____ Blok Teks

Libero.id - 1 Februari 2012, tidak hanya dikenal sebagai hari berkabung bagi sepakbola Mesir. Hari yang dikenal sebagai Tragedi Port Said itu menjadi hari duka bagi sepakbola di seluruh dunia.
Port Said adalah kota di timur laut Mesir yang membentang sekitar 30 kilometer di sepanjang pantai Laut Mediterania, sebelah utara Terusan Suez. Dengan perkiraan populasi 610 ribu jiwa, kota ini didirikan pada 1859 selama pembangunan Terusan Suez.
Seperti kota-kota lain di Mesir, warga Port Said juga menggilai sepakbola. Kota ini menjadikan Al Masry sebagai klub utama. The Boss of the Canal masih tercatat sebagai peserta Liga Premier Mesir. Mereka belum pernah juara liga. Pencapaian terbaik Al Masry adalah Piala Mesir 1 kali dan runner-up 9 kali.
Secara tradisional, Al Masry punya rivalitas dengan klub-klub asal Kairo seperti Al Ahly dan Zamalek. Salah satu yang paling tragis dan tidak mungkin dilupakan terjadi pada 1 Februari 2012. Itu hanya 1 tahun dari Revolusi 2011 yang menggulingkan Presiden Hosni Mubarak.

________
____ Entri yang Diberikan

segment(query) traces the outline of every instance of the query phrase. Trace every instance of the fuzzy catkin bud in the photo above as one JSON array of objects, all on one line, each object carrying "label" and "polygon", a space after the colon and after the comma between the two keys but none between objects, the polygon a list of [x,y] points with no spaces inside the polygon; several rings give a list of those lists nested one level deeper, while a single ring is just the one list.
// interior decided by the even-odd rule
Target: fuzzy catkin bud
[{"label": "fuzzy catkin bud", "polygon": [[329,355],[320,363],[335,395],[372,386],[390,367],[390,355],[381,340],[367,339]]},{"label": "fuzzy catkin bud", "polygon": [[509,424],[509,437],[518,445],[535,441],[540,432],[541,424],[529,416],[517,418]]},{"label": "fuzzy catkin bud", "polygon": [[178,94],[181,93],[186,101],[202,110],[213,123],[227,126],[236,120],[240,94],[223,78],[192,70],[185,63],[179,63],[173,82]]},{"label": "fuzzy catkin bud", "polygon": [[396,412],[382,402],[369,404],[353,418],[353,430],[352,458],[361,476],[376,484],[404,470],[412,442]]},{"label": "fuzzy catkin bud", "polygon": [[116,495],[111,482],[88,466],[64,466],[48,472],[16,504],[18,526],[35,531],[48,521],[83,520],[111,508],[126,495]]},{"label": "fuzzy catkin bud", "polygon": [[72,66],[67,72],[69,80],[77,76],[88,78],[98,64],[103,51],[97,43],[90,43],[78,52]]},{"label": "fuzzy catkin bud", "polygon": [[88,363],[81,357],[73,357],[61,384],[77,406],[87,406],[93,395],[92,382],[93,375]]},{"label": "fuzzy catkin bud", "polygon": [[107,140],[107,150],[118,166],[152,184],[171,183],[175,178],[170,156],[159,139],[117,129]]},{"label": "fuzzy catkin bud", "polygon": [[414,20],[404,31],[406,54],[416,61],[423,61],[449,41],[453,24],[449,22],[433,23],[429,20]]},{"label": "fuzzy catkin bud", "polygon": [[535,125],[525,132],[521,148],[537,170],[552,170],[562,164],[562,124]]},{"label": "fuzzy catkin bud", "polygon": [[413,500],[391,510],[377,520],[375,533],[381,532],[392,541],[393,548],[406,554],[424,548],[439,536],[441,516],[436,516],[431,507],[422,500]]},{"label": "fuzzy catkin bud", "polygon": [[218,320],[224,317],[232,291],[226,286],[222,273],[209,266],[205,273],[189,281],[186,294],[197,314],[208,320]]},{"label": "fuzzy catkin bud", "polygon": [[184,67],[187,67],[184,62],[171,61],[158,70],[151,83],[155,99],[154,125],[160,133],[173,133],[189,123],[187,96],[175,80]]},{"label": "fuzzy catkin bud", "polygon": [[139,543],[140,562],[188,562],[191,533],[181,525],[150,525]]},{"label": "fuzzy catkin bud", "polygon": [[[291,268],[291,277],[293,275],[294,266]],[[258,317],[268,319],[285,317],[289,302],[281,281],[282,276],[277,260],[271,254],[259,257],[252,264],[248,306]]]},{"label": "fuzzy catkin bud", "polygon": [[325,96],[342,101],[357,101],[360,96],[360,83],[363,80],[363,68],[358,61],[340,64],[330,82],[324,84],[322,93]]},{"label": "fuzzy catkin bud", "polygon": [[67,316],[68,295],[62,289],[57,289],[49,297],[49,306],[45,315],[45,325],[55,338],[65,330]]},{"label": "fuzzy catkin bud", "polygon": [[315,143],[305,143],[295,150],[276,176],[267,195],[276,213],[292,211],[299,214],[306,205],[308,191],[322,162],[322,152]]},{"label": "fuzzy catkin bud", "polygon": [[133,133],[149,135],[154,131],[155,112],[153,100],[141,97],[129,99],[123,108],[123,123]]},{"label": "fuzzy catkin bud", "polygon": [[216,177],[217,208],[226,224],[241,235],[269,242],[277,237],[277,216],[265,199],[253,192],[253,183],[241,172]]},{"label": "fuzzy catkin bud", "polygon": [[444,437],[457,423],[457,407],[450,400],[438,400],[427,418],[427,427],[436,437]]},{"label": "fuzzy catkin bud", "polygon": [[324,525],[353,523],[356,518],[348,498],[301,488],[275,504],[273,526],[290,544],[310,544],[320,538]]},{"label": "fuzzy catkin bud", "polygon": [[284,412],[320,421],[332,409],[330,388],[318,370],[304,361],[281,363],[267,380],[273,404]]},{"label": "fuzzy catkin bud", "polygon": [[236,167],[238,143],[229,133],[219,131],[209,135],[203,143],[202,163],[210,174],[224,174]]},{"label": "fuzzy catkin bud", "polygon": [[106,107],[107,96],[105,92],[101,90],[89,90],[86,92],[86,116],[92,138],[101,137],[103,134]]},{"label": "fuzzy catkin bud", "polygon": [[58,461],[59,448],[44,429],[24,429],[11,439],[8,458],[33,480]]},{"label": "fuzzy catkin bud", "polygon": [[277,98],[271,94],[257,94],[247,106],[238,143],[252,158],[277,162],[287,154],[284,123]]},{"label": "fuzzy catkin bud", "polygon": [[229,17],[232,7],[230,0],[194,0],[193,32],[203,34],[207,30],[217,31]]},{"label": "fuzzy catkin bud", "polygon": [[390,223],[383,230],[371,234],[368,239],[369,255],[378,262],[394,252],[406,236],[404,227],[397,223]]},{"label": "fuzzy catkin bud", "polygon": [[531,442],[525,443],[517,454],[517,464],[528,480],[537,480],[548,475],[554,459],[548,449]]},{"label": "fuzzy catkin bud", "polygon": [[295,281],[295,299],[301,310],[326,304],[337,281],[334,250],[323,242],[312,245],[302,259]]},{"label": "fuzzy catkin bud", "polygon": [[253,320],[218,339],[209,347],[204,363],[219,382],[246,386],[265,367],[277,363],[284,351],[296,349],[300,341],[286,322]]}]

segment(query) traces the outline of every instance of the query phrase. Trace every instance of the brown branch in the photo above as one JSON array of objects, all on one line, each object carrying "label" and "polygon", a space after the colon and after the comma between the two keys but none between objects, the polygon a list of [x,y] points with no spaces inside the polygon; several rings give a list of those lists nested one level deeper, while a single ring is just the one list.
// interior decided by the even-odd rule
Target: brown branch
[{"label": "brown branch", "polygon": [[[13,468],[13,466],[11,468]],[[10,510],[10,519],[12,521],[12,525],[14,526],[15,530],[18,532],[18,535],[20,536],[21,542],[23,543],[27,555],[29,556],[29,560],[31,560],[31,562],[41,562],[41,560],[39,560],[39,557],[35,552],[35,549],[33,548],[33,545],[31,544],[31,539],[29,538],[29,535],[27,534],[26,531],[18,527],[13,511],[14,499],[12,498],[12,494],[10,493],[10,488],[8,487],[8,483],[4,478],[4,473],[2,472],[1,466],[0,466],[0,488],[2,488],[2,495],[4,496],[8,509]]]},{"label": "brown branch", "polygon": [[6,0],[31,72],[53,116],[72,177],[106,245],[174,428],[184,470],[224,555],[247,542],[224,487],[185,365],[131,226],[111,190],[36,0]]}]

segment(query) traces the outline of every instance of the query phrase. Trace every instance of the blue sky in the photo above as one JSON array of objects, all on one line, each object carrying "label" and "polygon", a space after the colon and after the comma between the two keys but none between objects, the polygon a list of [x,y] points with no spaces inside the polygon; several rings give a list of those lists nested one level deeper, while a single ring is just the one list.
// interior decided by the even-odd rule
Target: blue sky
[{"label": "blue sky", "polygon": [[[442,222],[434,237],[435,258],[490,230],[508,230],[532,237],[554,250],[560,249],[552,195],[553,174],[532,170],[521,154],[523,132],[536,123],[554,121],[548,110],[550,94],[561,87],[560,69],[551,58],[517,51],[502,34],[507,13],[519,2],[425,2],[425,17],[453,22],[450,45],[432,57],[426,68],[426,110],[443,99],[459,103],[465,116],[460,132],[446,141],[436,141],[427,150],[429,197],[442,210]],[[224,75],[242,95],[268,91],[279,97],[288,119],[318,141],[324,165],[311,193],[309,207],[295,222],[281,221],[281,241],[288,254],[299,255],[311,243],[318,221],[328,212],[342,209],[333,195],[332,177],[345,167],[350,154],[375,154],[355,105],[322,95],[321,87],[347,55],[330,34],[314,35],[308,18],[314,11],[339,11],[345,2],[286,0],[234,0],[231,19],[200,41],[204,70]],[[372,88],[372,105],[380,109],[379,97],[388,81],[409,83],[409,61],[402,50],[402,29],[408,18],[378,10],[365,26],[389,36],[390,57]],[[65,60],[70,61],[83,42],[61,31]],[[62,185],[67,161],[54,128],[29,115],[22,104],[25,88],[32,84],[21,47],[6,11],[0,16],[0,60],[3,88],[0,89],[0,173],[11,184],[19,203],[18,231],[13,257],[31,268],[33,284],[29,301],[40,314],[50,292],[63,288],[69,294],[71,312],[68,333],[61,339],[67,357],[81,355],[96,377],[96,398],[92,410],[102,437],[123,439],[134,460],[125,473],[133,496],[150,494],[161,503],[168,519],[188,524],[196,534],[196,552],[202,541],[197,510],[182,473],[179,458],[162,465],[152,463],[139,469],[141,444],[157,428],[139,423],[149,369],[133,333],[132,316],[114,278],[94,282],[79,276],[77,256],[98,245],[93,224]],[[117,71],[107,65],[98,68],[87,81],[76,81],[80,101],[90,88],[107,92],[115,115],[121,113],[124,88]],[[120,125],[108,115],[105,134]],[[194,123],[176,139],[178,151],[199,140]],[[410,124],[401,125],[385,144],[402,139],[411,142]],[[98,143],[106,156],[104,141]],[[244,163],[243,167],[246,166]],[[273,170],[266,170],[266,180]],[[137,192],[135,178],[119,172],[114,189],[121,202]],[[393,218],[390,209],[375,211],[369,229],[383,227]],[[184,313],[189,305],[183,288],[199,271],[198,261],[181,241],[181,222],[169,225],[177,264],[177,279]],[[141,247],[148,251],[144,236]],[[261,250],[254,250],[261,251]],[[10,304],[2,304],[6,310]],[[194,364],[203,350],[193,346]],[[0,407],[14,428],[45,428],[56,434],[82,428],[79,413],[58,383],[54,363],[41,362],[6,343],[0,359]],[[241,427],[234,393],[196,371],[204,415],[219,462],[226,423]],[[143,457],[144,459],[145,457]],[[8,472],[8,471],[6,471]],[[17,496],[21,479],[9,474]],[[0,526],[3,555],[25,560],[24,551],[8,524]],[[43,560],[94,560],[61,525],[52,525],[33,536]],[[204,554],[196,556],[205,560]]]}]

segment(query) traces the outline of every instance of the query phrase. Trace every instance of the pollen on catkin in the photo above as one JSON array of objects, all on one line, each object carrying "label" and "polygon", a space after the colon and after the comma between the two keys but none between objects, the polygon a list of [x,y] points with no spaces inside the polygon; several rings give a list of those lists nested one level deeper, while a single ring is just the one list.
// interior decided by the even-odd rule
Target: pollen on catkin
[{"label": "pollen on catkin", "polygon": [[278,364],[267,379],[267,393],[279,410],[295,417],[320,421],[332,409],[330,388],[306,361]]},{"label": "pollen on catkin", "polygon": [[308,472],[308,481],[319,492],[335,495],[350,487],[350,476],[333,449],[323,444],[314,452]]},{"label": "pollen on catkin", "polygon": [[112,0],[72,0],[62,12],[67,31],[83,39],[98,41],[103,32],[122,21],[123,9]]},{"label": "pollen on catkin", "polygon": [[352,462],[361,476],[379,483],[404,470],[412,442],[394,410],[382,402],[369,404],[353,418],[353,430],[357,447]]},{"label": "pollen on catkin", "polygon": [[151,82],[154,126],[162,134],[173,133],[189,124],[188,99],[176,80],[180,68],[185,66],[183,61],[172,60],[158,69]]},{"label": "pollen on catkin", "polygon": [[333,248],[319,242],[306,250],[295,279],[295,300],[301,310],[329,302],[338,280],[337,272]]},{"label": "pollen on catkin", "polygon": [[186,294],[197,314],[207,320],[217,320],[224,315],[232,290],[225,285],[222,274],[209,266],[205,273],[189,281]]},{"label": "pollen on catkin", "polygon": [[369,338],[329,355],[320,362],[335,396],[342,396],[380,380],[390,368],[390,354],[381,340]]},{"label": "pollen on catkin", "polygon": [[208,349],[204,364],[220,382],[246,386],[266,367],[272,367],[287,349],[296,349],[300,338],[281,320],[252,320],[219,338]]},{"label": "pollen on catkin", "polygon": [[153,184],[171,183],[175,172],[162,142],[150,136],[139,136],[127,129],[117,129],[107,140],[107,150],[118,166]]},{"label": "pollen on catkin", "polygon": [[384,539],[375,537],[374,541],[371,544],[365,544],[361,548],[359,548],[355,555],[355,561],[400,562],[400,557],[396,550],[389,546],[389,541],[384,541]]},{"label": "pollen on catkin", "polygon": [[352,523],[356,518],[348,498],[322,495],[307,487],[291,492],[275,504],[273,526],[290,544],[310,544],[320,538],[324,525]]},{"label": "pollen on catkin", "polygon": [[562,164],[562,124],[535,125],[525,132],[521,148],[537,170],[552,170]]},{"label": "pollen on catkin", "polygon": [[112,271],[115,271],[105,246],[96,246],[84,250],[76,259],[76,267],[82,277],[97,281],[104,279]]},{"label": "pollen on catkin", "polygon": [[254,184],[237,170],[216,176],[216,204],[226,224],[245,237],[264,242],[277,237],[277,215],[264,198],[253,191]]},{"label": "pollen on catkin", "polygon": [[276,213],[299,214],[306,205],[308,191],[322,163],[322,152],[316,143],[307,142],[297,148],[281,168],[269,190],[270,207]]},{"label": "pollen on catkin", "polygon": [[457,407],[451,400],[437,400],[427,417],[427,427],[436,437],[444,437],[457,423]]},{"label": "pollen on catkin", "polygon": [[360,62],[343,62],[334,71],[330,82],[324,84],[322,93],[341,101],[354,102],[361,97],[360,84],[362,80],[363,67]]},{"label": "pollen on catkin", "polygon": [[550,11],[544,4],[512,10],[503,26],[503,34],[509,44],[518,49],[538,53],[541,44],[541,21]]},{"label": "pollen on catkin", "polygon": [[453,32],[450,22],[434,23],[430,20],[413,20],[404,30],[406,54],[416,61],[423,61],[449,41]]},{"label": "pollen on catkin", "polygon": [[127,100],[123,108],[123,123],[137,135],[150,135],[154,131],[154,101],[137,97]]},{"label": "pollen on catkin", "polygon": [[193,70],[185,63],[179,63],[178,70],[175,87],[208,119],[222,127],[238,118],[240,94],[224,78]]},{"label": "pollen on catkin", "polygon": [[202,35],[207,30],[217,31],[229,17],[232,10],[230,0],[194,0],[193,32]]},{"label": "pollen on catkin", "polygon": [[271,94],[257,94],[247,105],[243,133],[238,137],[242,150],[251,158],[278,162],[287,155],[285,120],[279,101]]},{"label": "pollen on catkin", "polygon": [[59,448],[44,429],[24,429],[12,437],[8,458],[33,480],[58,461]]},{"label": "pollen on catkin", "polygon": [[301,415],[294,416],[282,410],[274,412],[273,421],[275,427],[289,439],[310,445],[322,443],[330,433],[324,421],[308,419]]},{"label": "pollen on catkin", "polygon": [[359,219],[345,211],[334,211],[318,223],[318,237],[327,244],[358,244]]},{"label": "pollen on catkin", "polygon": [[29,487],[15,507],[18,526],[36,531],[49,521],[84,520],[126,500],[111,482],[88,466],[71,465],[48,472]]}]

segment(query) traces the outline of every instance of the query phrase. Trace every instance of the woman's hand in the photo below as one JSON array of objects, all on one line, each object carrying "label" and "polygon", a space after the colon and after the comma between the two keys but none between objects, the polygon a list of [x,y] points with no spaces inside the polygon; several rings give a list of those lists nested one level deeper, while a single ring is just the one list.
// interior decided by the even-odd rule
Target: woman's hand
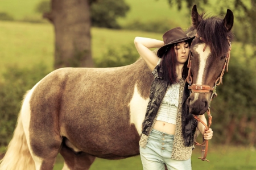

________

Daftar Tugas:
(a) Jawab pertanyaan berikut berdasarkan teks tentang Tragedi Port Said:
(i) Pada tahun berapa kota Port Said didirikan?
(ii) Klub apa yang dijadikan klub utama oleh kota Port Said?
(iii) Siapa yang digulingkan oleh Revolusi 2011?
(b) Pilih semua baris dalam entri yang memuat kata "hand", dengan membedakan huruf besar dan huruf kecil.
Teks dan entri di atas tidak memiliki kaitan satu sama lain.

Jawaban Tiap Tugas:
(a)
(i) 1859
(ii) Al Masry
(iii) Presiden Hosni Mubarak

(b)
segment(query) traces the outline of every instance of the query phrase. Trace every instance of the woman's hand in the photo below as one JSON array of objects, all on one line, each object carrying "label" and "polygon", a space after the colon and after the comma between the two keys but none between objects, the polygon a list of [x,y] points with no spaces inside the polygon; several rings give a list of those lists nested one level deeper, while a single ring is just the one list.
Target: woman's hand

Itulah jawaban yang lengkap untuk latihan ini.